┏━━
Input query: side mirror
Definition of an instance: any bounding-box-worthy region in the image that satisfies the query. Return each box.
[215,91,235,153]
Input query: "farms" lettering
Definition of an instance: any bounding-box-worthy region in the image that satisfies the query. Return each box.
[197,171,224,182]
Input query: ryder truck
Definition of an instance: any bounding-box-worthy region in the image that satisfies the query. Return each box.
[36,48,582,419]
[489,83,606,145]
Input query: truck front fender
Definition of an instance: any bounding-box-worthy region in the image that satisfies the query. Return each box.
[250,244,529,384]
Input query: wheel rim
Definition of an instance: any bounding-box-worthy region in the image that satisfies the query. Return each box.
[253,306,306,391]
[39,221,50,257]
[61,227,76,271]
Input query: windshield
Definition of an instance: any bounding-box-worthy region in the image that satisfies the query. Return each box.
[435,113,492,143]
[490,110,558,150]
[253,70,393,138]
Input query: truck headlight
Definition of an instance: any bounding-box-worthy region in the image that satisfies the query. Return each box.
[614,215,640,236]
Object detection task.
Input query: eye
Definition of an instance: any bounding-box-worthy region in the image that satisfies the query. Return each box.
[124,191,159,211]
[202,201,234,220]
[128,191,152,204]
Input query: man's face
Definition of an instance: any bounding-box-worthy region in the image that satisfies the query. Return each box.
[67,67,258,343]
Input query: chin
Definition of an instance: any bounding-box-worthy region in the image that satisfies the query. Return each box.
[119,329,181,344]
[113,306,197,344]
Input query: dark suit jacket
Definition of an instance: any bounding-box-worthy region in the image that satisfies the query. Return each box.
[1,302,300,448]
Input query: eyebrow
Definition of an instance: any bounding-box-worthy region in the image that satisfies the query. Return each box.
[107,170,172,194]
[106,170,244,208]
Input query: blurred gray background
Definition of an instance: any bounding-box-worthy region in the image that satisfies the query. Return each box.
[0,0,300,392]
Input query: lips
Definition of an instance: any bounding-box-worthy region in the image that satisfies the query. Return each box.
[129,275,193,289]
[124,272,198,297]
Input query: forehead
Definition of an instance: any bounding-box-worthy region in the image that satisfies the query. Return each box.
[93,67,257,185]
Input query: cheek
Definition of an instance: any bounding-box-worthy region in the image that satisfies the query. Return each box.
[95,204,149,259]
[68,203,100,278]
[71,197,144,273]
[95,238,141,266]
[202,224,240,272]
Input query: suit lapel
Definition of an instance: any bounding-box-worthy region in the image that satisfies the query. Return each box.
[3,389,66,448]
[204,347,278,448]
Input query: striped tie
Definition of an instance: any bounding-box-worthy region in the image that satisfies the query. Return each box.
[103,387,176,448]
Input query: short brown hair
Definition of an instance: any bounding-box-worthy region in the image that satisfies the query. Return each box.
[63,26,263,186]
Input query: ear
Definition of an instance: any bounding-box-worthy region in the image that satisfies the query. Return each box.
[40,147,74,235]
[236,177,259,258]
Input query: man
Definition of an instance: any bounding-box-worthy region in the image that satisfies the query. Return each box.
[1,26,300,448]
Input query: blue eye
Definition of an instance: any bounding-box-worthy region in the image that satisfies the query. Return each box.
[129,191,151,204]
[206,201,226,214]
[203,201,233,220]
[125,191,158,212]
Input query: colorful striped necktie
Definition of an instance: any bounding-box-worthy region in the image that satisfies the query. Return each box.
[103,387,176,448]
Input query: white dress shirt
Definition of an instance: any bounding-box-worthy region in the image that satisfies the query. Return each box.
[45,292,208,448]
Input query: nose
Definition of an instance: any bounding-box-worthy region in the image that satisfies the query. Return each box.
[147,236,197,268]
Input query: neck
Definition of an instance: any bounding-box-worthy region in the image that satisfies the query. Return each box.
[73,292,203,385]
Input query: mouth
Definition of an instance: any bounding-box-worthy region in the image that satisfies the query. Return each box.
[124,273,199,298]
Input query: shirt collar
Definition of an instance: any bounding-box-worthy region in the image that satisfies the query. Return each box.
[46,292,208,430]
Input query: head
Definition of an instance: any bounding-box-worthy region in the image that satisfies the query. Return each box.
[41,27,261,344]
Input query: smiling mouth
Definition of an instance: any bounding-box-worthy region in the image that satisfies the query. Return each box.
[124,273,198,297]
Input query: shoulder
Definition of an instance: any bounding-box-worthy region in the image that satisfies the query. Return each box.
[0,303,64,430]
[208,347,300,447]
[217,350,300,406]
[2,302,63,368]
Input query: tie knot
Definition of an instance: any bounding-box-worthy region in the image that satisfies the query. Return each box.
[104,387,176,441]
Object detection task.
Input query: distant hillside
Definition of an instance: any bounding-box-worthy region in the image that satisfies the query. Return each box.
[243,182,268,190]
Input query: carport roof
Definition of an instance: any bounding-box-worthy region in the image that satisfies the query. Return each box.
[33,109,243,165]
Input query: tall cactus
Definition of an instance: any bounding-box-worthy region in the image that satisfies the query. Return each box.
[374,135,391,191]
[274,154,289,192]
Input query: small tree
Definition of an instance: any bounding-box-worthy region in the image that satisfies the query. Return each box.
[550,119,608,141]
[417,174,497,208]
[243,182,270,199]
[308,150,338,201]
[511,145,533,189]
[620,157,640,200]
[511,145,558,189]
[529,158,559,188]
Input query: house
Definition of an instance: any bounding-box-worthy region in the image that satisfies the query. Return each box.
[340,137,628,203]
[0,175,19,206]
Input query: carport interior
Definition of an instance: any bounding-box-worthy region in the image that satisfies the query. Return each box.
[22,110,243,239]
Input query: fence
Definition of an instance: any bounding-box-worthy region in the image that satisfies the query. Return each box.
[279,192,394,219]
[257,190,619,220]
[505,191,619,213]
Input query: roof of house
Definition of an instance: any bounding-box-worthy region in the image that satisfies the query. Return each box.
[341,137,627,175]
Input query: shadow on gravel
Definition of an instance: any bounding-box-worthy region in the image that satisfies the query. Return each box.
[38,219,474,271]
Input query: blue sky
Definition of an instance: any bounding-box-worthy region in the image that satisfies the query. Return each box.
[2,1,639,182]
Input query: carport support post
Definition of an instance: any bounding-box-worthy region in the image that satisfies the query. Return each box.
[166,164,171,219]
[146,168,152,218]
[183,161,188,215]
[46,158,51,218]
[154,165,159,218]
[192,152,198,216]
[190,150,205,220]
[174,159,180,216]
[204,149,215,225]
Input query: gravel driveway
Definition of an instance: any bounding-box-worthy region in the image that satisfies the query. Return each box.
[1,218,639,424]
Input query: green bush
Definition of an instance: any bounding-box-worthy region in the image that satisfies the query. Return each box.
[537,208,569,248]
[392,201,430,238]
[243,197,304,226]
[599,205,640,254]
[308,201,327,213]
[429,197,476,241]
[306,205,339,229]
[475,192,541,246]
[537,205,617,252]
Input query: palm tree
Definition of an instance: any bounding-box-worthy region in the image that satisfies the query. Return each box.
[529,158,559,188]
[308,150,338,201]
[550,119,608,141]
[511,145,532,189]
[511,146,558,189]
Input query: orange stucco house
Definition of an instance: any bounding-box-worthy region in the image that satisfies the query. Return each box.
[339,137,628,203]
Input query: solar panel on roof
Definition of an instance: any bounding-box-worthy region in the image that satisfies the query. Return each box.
┗━━
■ Problem statement ■
Return exactly the lines of the listing that run from the one containing "Input query: palm tree" through the last, and no others.

■ Answer below ■
Input query: palm tree
Definition of an instance: any bounding-box-worthy region in the image that satisfies the query. Return each box.
[529,158,559,188]
[308,150,338,201]
[550,119,608,141]
[511,145,532,189]
[511,146,558,189]
Input query: orange stucco house
Definition of an instance: any bounding-box-worthy region in the image that satisfies the query. Return each box.
[339,137,628,203]
Input query: solar panel on roof
Definition of an instance: any bounding-box-worthy region in the image that satisfies the query. Return each box.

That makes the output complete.